WHAT TO PRODUCE:
Reproduce word for word the stretch of the material below from the line containing "Can you find the dark" through the line containing "point(41, 9)", with both of those lines included.
Start
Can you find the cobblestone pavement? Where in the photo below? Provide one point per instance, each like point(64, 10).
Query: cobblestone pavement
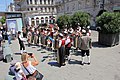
point(105, 63)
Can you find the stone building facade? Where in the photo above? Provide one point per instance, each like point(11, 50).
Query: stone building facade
point(37, 11)
point(93, 7)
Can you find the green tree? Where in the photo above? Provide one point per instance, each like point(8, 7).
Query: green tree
point(2, 20)
point(63, 20)
point(109, 22)
point(82, 18)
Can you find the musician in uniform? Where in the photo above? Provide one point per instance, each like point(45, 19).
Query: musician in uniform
point(61, 50)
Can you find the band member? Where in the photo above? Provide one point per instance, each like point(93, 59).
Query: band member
point(21, 40)
point(85, 47)
point(61, 50)
point(67, 45)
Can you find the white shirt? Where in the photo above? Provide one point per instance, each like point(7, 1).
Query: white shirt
point(67, 40)
point(30, 68)
point(18, 75)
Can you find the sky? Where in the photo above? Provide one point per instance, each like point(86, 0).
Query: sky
point(3, 4)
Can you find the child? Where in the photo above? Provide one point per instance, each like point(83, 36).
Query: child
point(19, 75)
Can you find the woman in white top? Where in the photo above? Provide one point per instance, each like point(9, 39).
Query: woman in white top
point(28, 66)
point(19, 75)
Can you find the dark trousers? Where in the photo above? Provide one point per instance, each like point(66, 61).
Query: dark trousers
point(83, 52)
point(67, 51)
point(22, 47)
point(61, 55)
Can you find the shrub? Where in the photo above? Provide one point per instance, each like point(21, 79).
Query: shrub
point(109, 22)
point(82, 18)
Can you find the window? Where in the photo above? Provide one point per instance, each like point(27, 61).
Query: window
point(52, 1)
point(46, 19)
point(36, 9)
point(32, 21)
point(27, 2)
point(49, 10)
point(35, 1)
point(52, 9)
point(45, 9)
point(40, 1)
point(42, 20)
point(48, 1)
point(37, 21)
point(31, 9)
point(44, 1)
point(30, 1)
point(28, 9)
point(41, 9)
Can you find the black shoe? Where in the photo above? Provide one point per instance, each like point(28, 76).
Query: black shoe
point(82, 63)
point(88, 63)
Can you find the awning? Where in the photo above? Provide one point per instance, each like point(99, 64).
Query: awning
point(116, 8)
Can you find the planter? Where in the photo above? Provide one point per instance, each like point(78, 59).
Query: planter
point(109, 39)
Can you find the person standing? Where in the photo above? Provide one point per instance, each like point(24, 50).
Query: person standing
point(67, 46)
point(61, 50)
point(21, 42)
point(28, 66)
point(9, 37)
point(85, 47)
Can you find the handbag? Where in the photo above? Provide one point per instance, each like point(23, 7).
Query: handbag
point(36, 74)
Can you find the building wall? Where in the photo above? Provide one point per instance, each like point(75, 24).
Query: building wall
point(93, 7)
point(40, 9)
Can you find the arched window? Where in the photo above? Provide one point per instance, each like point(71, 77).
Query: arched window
point(46, 19)
point(42, 20)
point(48, 1)
point(37, 21)
point(32, 21)
point(44, 1)
point(53, 19)
point(50, 19)
point(30, 1)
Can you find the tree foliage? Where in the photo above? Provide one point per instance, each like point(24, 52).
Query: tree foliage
point(82, 18)
point(63, 20)
point(2, 20)
point(109, 22)
point(78, 17)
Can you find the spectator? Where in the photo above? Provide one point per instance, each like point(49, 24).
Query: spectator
point(19, 75)
point(21, 40)
point(31, 78)
point(85, 47)
point(29, 66)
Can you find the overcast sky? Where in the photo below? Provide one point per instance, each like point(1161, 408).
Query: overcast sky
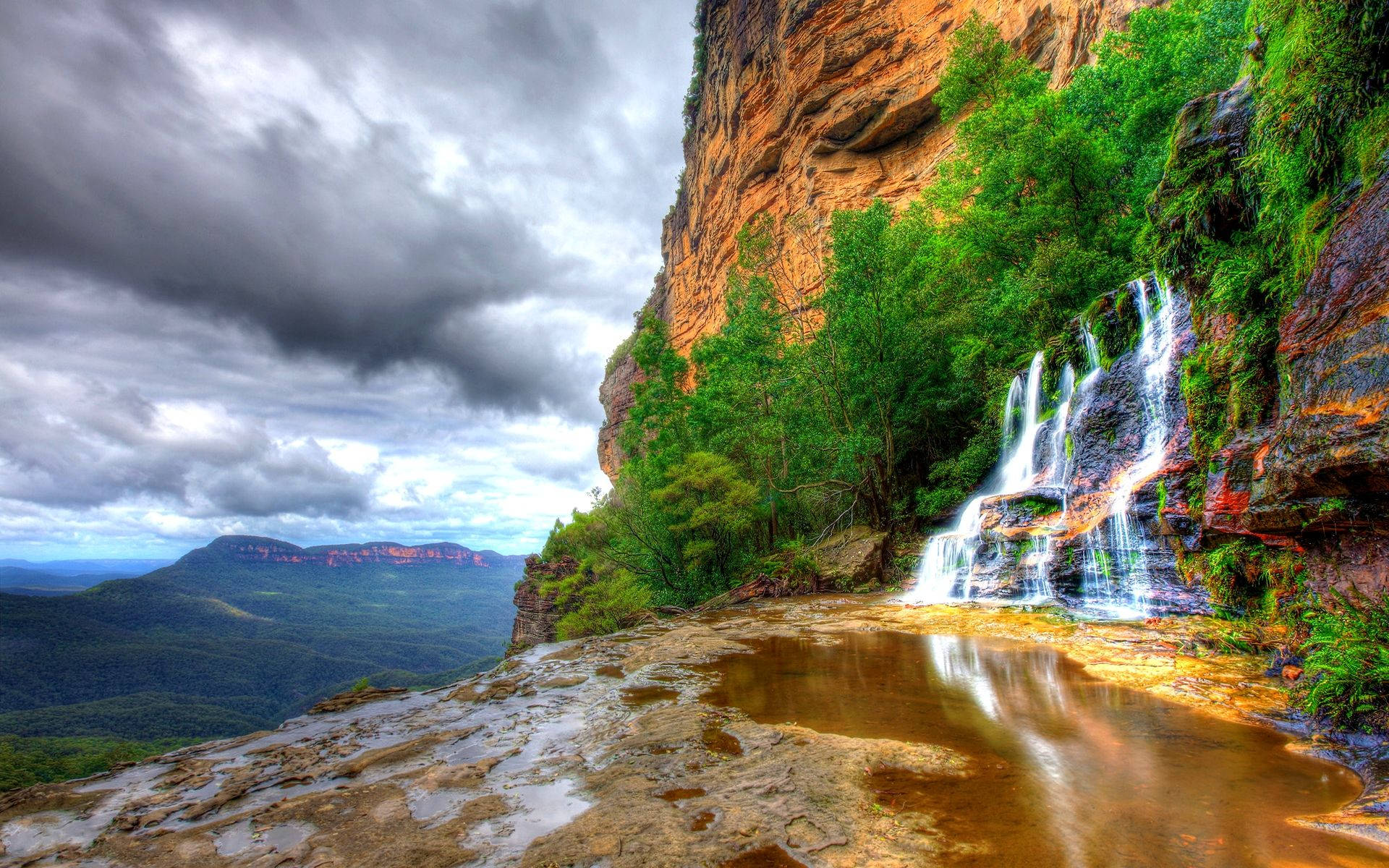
point(327, 271)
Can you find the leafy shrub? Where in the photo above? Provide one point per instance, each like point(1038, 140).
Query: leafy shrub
point(1348, 661)
point(603, 605)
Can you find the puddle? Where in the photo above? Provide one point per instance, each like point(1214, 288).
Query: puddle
point(681, 793)
point(1069, 771)
point(763, 857)
point(721, 742)
point(649, 694)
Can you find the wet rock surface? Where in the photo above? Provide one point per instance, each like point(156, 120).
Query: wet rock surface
point(603, 752)
point(537, 613)
point(815, 106)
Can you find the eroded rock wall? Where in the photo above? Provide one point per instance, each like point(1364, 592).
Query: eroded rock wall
point(1317, 478)
point(537, 613)
point(813, 106)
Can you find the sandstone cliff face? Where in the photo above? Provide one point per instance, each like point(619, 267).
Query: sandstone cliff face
point(1317, 478)
point(813, 106)
point(537, 613)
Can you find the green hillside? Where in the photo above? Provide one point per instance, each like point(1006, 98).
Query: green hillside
point(221, 643)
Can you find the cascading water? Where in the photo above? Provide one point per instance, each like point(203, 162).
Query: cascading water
point(1116, 574)
point(948, 563)
point(1113, 563)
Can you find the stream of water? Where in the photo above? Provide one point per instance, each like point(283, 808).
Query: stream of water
point(1066, 771)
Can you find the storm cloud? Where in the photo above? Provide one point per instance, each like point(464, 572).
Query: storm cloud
point(260, 263)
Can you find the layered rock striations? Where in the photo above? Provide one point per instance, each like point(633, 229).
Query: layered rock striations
point(1316, 480)
point(813, 106)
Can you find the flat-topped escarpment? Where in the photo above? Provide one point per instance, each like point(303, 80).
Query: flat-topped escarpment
point(813, 106)
point(264, 550)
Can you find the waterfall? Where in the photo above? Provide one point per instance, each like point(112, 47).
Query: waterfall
point(1114, 574)
point(1060, 463)
point(948, 563)
point(1092, 347)
point(1116, 566)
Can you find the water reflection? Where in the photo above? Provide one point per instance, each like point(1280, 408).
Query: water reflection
point(1067, 771)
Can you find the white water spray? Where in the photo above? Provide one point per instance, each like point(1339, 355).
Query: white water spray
point(1116, 575)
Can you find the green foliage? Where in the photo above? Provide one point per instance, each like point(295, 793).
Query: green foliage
point(712, 507)
point(1242, 226)
point(1246, 578)
point(1348, 663)
point(603, 605)
point(871, 392)
point(25, 762)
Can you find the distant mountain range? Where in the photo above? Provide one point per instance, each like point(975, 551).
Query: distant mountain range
point(124, 567)
point(243, 634)
point(56, 578)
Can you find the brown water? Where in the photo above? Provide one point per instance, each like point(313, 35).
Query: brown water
point(1066, 770)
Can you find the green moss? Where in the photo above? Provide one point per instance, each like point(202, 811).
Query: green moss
point(1249, 579)
point(1348, 663)
point(1207, 401)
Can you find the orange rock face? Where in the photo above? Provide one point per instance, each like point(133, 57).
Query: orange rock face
point(815, 106)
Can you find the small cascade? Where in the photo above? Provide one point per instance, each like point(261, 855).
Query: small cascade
point(1092, 347)
point(1117, 575)
point(948, 563)
point(1007, 540)
point(1059, 466)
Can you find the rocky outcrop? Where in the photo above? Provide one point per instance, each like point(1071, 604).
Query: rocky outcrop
point(264, 550)
point(610, 752)
point(853, 558)
point(537, 613)
point(813, 106)
point(1317, 478)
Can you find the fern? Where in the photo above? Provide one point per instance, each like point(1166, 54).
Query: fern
point(1348, 660)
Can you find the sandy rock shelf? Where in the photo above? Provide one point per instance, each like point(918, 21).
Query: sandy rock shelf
End
ANSWER TO THIS TASK:
Can you find the dark trousers? Where in the photo above? Provide one point per instance, each like point(66, 61).
Query: dark trousers
point(83, 52)
point(67, 51)
point(22, 47)
point(61, 55)
Can you find the shrub? Where in the photo above? Provide one point per instance, each like point(21, 79).
Query: shrub
point(109, 22)
point(82, 18)
Can you find the window? Where in the photo above? Provide one point per instance, each like point(27, 61).
Query: window
point(52, 1)
point(46, 19)
point(36, 9)
point(32, 21)
point(27, 2)
point(49, 10)
point(35, 1)
point(52, 9)
point(45, 9)
point(40, 1)
point(42, 20)
point(48, 1)
point(37, 21)
point(31, 9)
point(44, 1)
point(30, 1)
point(28, 9)
point(41, 9)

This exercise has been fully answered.